━━━━━ Text block ━━━━━

Author Q&A: Jessica Maria Tuccelli

Posted in Articles, Interviews, Media Archive on 2012-05-29 21:08Z by Steven

Author Q&A: Jessica Maria Tuccelli

The Washington Independent Review of Books

In the autumn of 1941, Amelia J. McGee, a young woman of Cherokee and Scotch-Irish descent, and an outspoken pamphleteer for the NAACP, hastily sends her daughter, Ella, alone on a bus home to Georgia in the middle of the night — a desperate measure that proves calamitous when the child encounters two drifters and is left for dead on the side of the road. … Ella awakens in the homestead of Willie Mae Cotton, a root doctor and former slave, and her partner, Mary-Mary Freeborn, tucked deep in the Takatoka Forest. As Ella heals, the secrets of her lineage are revealed.
Jessica Maria Tuccelli spent three summers trekking through northeastern Georgia, soaking up its ghost stories and folklore. A graduate of MIT with a degree in anthropology, she lives in New York City with her husband and daughter. Glow is her first novel.

━━━━━ Data provided ━━━━━

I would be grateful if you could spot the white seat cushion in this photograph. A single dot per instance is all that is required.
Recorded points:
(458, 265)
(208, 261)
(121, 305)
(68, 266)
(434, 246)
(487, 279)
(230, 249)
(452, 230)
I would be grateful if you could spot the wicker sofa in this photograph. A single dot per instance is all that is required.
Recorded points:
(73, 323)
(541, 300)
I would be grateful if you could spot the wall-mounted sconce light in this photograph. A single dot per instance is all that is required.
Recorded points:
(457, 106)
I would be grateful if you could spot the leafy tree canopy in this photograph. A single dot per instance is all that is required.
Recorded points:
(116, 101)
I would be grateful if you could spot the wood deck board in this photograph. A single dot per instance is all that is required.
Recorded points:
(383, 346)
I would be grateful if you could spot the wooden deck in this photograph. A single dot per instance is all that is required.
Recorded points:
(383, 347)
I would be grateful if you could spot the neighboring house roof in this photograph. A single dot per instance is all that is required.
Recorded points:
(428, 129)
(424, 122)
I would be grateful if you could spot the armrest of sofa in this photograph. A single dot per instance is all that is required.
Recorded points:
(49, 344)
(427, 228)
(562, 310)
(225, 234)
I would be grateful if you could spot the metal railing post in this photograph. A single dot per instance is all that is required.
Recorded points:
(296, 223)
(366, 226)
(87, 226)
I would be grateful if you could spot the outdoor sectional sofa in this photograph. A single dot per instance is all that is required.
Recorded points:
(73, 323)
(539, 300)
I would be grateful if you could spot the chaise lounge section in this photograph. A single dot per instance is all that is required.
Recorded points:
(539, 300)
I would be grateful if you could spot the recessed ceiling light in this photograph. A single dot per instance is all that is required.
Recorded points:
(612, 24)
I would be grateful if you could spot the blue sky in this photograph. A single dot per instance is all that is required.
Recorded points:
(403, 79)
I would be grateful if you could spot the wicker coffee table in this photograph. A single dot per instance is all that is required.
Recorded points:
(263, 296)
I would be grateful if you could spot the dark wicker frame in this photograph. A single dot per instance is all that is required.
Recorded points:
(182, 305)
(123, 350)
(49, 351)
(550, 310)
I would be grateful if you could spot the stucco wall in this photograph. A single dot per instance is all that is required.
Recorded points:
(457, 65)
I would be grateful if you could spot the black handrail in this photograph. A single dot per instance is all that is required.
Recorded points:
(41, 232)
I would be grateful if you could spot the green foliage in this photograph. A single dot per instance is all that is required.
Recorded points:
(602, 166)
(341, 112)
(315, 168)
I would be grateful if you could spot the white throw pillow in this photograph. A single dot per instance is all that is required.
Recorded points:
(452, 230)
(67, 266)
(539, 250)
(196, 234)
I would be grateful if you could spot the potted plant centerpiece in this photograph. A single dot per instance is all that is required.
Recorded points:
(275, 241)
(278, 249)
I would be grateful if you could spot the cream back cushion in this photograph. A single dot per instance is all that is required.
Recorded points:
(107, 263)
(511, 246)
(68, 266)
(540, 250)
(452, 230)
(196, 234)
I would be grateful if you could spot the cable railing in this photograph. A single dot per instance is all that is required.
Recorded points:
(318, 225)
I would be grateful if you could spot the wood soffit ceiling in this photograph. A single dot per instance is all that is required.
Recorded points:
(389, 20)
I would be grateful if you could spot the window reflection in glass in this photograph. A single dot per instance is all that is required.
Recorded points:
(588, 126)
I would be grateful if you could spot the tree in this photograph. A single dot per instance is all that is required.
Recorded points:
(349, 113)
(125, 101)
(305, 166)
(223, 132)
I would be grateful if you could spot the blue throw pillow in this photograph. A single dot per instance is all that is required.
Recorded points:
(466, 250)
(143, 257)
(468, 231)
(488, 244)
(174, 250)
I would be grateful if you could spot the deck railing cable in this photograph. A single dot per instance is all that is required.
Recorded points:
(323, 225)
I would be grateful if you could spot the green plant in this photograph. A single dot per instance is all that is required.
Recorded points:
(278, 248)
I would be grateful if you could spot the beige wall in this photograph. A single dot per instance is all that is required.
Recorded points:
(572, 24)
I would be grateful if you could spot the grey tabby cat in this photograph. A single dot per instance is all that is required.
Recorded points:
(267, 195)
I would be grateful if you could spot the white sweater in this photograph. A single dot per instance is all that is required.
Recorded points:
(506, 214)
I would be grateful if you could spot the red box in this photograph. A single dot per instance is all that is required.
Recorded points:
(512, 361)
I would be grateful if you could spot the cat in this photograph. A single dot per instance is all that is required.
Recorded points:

━━━━━

» **List of tasks**:
a - In the Tuccelli Q&A page, who is Willie Mae Cotton?
b - Copy the passage of the Tuccelli Q&A page starting at "The Washington Independent" and ending at "her first novel.".

» **Answers for each item**:
a - A root doctor and former slave.

b -
The Washington Independent Review of Books

In the autumn of 1941, Amelia J. McGee, a young woman of Cherokee and Scotch-Irish descent, and an outspoken pamphleteer for the NAACP, hastily sends her daughter, Ella, alone on a bus home to Georgia in the middle of the night — a desperate measure that proves calamitous when the child encounters two drifters and is left for dead on the side of the road. … Ella awakens in the homestead of Willie Mae Cotton, a root doctor and former slave, and her partner, Mary-Mary Freeborn, tucked deep in the Takatoka Forest. As Ella heals, the secrets of her lineage are revealed.
Jessica Maria Tuccelli spent three summers trekking through northeastern Georgia, soaking up its ghost stories and folklore. A graduate of MIT with a degree in anthropology, she lives in New York City with her husband and daughter. Glow is her first novel.